Bisnis.com, JAKARTA — Kalangan peternak ayam ras broiler mendesak supaya pemerintah meregulasi harga sarana produksi seperti anak ayam usia sehari (day old chick/DOC) dan pakan demi meminimalisir kerugian.
Sekretaris Jenderal Gabungan Organisasi Peternak Ayam Nasional (GOPAN) Sugeng Wahyudi mengemukakan bahwa harga jual ayam siap potong (livebird) anjlok di kisaran Rp15.000 per kilogram (kg) di Pulau Jawa karena pasokan yang lebih tinggi daripada permintaan pasar. Pada saat yang sama, harga pokok produksi telah menyentuh Rp19.300 per kg akibat kenaikan harga DOC dan pakan.
“Harga DOC sudah menyentuh Rp7.300 per ekor dan pakan sudah mencapai Rp6.800 per kilogram. Jauh menyimpang dari Permendag,” kata Sugeng saat dihubungi, Selasa (2/2/2021).
Harga ideal yang dimaskud Sugeng merujuk pada Peraturan Menteri Perdagangan Nomor 7/2020 tentang Harga Acuan Pembelian di Tingkat Petani dan Harga Acuan Penjualan di Tingkat Konsumen. Dalam beleid tersebut harga batas bawah DOC adalah Rp5.000 per ekor dan harga batas atasnya Rp6.000 per ekor.
Namun, regulasi harga acuan tersebut hanya berlaku selama empat bulan sejak diundangkan pada 10 Februari 2020. Artinya, tidak ada payung hukum mengenai harga acuan untuk saat ini.
Sugeng menduga kenaikan harga DOC disebabkan oleh kebijakan pengendalian populasi untuk stabilisasi harga yang diinisiasi oleh pemerintah. Selama kurun 26 Agustus 2020 sampai Januari 2021, Direktorat Jenderal Peternakan dan Kesehatan Hewan Kementerian Pertanian telah enam kali menerbitkan surat edaran untuk pengurangan populasi demi menyeimbangkan kondisi permintaan produk unggas yang turun 20 persen selama pandemi.

^^^^

• Daftar Tugas:
a – Menurut artikel tentang harga ayam broiler, berapa harga batas bawah DOC yang ditetapkan dalam Peraturan Menteri Perdagangan Nomor 7/2020?
b – Kembalikan tanpa perubahan bagian artikel tentang harga ayam broiler yang diawali kata-kata "Sekretaris Jenderal Gabungan" dan diakhiri "Rp6.000 per ekor.".

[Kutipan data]

^^^^

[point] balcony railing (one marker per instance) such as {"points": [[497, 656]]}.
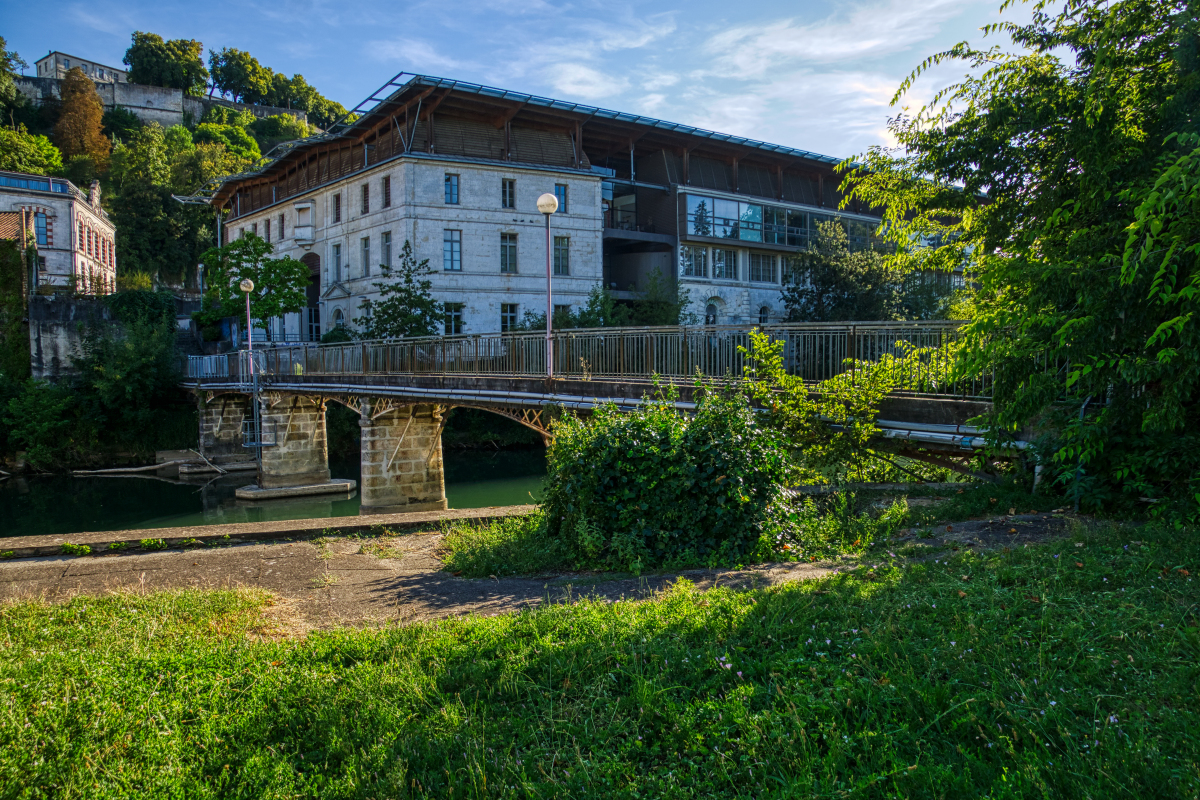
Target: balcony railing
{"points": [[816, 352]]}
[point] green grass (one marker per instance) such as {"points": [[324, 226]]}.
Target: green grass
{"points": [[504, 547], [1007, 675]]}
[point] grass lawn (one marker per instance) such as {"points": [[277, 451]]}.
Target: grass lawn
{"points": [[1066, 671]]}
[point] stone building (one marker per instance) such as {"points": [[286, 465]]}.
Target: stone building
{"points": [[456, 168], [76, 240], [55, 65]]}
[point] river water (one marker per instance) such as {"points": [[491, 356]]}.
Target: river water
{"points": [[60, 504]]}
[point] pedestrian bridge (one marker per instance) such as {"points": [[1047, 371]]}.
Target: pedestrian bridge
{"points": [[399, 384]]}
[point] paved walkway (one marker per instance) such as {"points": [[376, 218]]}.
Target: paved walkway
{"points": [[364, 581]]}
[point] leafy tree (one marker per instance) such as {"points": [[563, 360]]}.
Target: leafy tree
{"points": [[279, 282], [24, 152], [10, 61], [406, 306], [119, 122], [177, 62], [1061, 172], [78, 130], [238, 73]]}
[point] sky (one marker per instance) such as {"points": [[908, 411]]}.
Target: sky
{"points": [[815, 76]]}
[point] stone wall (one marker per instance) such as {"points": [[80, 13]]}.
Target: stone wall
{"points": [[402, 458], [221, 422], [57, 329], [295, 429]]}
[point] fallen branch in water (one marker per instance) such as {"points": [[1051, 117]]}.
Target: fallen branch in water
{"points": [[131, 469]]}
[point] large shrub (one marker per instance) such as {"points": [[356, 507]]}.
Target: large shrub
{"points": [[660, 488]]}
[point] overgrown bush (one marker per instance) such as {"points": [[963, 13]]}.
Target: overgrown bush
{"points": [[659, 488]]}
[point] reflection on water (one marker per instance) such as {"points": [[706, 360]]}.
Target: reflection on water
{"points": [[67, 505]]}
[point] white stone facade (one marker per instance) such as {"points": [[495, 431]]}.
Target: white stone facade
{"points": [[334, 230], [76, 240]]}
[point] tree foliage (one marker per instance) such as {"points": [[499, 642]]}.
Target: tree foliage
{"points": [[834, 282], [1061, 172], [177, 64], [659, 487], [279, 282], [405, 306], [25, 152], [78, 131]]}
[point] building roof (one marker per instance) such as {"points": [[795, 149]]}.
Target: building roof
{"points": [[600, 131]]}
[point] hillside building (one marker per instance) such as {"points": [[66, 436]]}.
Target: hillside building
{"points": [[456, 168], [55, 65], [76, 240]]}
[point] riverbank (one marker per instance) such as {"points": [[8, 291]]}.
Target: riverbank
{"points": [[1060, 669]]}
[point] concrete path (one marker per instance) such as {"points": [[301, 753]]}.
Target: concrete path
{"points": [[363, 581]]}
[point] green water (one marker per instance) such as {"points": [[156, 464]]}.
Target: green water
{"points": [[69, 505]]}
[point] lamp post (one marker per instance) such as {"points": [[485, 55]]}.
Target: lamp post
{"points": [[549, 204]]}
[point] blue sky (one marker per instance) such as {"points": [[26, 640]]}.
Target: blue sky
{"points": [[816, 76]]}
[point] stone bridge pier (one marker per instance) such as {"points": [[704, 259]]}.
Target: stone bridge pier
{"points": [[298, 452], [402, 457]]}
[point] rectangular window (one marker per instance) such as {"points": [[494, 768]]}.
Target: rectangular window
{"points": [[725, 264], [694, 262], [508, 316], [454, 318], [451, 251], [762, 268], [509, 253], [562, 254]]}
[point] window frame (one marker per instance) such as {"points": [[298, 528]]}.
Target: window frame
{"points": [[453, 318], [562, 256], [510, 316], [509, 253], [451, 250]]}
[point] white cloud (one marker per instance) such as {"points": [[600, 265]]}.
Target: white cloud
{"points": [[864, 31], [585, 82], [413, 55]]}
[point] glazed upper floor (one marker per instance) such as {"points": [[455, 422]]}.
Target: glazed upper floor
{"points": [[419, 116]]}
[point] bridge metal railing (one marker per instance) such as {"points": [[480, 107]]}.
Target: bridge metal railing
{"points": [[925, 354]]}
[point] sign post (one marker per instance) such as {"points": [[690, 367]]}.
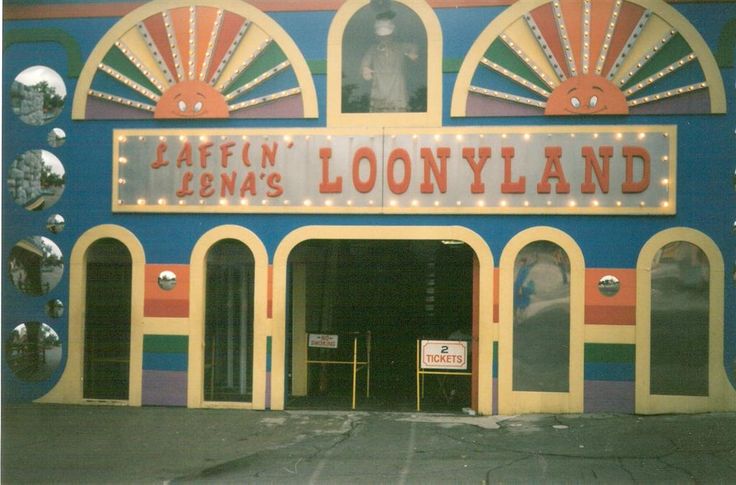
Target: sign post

^^^^

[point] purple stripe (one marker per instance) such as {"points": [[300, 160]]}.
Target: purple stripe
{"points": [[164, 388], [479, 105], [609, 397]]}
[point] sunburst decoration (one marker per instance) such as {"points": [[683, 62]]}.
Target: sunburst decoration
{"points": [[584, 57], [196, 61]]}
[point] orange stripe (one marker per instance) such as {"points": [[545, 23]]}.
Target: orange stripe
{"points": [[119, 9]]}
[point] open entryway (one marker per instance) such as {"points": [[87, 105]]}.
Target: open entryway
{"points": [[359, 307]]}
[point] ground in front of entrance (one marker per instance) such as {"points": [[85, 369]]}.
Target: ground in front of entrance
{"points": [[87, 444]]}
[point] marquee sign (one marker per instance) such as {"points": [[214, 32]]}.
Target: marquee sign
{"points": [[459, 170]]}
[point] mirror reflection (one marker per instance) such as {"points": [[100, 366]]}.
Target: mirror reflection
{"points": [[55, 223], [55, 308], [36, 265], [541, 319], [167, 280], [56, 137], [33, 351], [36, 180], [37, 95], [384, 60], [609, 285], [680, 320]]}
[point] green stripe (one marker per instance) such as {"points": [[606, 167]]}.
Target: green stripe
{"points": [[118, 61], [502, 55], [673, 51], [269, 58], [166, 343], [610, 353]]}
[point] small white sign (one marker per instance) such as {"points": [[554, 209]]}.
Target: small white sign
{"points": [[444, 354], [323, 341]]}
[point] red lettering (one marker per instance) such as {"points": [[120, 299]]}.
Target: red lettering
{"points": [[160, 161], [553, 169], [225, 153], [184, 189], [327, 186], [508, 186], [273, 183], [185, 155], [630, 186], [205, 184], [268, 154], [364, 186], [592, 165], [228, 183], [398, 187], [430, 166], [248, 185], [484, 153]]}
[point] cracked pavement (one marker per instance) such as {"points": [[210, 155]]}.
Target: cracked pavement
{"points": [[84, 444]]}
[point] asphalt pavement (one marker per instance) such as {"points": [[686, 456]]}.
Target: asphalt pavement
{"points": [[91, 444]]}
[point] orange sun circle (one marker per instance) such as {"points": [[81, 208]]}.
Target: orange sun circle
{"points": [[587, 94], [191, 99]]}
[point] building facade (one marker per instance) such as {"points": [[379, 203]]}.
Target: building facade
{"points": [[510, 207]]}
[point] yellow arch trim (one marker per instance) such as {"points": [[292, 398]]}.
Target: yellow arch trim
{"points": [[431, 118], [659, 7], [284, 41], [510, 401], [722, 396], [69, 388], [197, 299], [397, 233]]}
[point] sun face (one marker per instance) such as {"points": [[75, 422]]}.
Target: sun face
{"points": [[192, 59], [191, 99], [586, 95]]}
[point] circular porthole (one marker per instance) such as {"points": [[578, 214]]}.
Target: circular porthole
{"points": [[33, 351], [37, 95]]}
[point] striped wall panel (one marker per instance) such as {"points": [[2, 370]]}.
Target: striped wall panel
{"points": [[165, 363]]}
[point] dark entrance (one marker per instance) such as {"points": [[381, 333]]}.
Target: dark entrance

^^^^

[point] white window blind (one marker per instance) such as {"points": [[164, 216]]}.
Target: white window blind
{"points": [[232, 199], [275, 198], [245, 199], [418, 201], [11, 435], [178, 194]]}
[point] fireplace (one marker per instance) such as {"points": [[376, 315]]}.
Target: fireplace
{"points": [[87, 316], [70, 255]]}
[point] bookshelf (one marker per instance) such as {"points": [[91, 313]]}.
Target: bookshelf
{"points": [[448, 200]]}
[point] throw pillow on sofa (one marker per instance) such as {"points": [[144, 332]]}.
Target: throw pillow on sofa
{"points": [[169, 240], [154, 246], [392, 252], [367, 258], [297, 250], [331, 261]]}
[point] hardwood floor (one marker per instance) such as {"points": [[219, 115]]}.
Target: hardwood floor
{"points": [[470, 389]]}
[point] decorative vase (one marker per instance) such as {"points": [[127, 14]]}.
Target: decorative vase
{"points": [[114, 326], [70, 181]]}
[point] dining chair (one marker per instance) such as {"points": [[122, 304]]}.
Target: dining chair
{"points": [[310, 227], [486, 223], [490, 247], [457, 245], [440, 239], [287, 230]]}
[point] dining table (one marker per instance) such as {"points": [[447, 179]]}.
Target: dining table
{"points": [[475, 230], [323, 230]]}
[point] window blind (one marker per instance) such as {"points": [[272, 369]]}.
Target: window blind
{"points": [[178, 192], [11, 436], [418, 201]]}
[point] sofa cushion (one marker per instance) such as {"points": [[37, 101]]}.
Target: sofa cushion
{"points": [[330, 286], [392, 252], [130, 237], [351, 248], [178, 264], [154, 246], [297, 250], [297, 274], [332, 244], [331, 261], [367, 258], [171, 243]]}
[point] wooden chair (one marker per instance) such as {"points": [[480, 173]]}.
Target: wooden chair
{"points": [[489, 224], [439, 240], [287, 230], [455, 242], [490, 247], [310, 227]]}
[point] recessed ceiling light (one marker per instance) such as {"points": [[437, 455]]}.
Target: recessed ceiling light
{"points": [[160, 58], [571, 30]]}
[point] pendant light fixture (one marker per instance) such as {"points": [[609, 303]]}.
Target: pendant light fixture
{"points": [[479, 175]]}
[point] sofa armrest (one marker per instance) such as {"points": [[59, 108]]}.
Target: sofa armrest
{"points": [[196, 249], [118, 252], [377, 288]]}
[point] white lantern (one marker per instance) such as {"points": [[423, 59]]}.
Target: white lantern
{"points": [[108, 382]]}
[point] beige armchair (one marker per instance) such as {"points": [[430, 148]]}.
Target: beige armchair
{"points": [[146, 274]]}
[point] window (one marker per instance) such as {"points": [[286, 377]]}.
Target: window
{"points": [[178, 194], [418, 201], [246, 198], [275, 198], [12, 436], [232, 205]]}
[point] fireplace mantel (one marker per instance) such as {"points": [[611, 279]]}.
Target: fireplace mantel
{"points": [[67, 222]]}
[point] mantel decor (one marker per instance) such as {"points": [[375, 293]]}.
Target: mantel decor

^^^^

• Jawaban Kegiatan:
a – Rp5.000 per ekor.

b –
Sekretaris Jenderal Gabungan Organisasi Peternak Ayam Nasional (GOPAN) Sugeng Wahyudi mengemukakan bahwa harga jual ayam siap potong (livebird) anjlok di kisaran Rp15.000 per kilogram (kg) di Pulau Jawa karena pasokan yang lebih tinggi daripada permintaan pasar. Pada saat yang sama, harga pokok produksi telah menyentuh Rp19.300 per kg akibat kenaikan harga DOC dan pakan.
“Harga DOC sudah menyentuh Rp7.300 per ekor dan pakan sudah mencapai Rp6.800 per kilogram. Jauh menyimpang dari Permendag,” kata Sugeng saat dihubungi, Selasa (2/2/2021).
Harga ideal yang dimaskud Sugeng merujuk pada Peraturan Menteri Perdagangan Nomor 7/2020 tentang Harga Acuan Pembelian di Tingkat Petani dan Harga Acuan Penjualan di Tingkat Konsumen. Dalam beleid tersebut harga batas bawah DOC adalah Rp5.000 per ekor dan harga batas atasnya Rp6.000 per ekor.